Quoted passage ->
++++++++++

Gordon Ramsay Travels the World, Tries to Outcook the Locals

The shouty celebrity chef has a new show exploring cultures and cuisines, with a bit of competition added in.

gordon ramsay

He’s conquered Britain, successfully invaded America, and now Gordon Ramsay plans to expand his food media reign around the world. The three-Michelin-star chef who’s more well-known now as a voluble TV antihero, has announced that he’ll star in a new globetrotting food show on National Geographic called Gordon Ramsay: Uncharted, according to Variety. Citizens of the Earth, gird your eardrums.

This isn’t the first time he’s done a bit of travelling for television. In Gordon’s Great Escape, he traversed Southeast Asia and India to see people, and among other things, rub hot chilis in their eyes; for his show the F Word the shouty chef embarked to Spain where he was wowed by farm-raised caviar. Also on the F Word he got a taste of his own medicine when a Thai chef balked at the quality of his pad thai.

++++++++++

(Extracted data entries)
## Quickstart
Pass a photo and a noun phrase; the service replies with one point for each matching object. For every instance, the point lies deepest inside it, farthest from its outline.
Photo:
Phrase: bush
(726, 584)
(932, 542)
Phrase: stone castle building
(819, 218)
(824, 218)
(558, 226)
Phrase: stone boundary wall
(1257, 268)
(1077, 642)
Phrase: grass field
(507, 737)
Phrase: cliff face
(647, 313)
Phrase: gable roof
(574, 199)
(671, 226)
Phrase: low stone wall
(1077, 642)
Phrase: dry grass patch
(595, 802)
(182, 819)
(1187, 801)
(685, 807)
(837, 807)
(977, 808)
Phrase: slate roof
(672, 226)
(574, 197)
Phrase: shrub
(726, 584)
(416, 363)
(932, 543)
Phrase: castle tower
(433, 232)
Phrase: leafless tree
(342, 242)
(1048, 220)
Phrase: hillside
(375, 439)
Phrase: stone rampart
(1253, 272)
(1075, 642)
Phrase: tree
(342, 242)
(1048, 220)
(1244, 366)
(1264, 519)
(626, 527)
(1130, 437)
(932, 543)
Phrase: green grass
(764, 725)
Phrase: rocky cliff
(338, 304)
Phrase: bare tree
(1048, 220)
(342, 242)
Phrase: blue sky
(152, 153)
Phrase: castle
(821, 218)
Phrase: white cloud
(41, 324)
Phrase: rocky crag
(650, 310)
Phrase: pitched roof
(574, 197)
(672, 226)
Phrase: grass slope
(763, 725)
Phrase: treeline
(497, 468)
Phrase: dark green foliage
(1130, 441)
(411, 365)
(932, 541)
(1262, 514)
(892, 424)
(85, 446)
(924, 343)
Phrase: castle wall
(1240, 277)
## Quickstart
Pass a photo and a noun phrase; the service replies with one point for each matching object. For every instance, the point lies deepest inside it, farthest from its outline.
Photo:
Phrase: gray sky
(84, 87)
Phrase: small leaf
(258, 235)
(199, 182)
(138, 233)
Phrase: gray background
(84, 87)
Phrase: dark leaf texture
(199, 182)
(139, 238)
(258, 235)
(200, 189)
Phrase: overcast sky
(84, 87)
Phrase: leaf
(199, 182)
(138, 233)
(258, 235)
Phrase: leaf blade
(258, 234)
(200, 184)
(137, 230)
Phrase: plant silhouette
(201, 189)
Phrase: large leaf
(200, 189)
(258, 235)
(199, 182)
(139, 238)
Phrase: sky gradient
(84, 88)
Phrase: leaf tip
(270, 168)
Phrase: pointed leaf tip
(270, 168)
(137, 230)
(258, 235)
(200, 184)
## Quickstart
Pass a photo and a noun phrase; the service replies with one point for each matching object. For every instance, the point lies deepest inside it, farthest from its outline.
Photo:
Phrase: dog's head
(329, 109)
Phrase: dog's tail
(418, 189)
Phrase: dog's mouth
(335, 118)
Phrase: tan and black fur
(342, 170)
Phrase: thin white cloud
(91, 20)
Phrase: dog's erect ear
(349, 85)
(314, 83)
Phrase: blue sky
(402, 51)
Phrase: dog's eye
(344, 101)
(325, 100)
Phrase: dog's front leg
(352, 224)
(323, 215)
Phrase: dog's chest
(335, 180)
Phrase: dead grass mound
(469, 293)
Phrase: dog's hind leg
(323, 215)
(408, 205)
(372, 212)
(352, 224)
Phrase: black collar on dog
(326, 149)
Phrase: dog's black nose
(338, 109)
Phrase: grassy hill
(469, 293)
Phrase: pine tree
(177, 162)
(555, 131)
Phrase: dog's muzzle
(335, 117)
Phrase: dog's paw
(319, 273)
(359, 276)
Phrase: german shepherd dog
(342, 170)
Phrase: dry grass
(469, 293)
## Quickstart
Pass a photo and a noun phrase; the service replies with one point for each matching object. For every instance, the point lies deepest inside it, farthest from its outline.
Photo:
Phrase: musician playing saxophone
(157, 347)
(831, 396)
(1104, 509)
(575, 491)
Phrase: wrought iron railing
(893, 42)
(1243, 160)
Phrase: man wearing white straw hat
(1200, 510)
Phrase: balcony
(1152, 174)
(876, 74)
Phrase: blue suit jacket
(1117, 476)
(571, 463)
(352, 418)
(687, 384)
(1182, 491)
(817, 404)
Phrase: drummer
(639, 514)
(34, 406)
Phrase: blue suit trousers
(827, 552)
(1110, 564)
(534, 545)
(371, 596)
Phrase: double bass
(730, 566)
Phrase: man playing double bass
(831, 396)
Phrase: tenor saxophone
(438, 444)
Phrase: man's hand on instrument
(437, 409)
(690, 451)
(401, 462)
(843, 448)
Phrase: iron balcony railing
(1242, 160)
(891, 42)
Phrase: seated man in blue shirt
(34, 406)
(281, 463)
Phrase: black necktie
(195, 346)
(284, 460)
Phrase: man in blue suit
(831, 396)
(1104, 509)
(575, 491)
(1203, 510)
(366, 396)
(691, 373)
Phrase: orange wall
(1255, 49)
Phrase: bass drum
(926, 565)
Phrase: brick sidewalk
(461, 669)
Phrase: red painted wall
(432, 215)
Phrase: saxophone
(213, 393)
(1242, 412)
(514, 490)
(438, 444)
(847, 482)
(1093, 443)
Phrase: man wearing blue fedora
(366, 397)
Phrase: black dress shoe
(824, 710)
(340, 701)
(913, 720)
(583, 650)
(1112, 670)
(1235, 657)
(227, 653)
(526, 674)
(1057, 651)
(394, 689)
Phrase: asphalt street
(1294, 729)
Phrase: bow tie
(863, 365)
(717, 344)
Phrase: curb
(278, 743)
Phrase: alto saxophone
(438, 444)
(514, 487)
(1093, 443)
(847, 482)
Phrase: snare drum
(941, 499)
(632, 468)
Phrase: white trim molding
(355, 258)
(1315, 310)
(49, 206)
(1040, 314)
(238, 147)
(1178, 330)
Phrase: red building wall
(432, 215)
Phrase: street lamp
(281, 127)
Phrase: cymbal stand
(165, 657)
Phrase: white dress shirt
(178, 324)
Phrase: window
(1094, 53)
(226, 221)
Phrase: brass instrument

++++++++++

What this exercise asks ->
1. In the Gordon Ramsay article, which network will air Gordon Ramsay: Uncharted?
2. Return the part of the Gordon Ramsay article that begins at the words "He’s conquered Britain, successfully" and stops after "his pad thai.".

Task solutions ->
1. National Geographic

2.
He’s conquered Britain, successfully invaded America, and now Gordon Ramsay plans to expand his food media reign around the world. The three-Michelin-star chef who’s more well-known now as a voluble TV antihero, has announced that he’ll star in a new globetrotting food show on National Geographic called Gordon Ramsay: Uncharted, according to Variety. Citizens of the Earth, gird your eardrums.

This isn’t the first time he’s done a bit of travelling for television. In Gordon’s Great Escape, he traversed Southeast Asia and India to see people, and among other things, rub hot chilis in their eyes; for his show the F Word the shouty chef embarked to Spain where he was wowed by farm-raised caviar. Also on the F Word he got a taste of his own medicine when a Thai chef balked at the quality of his pad thai.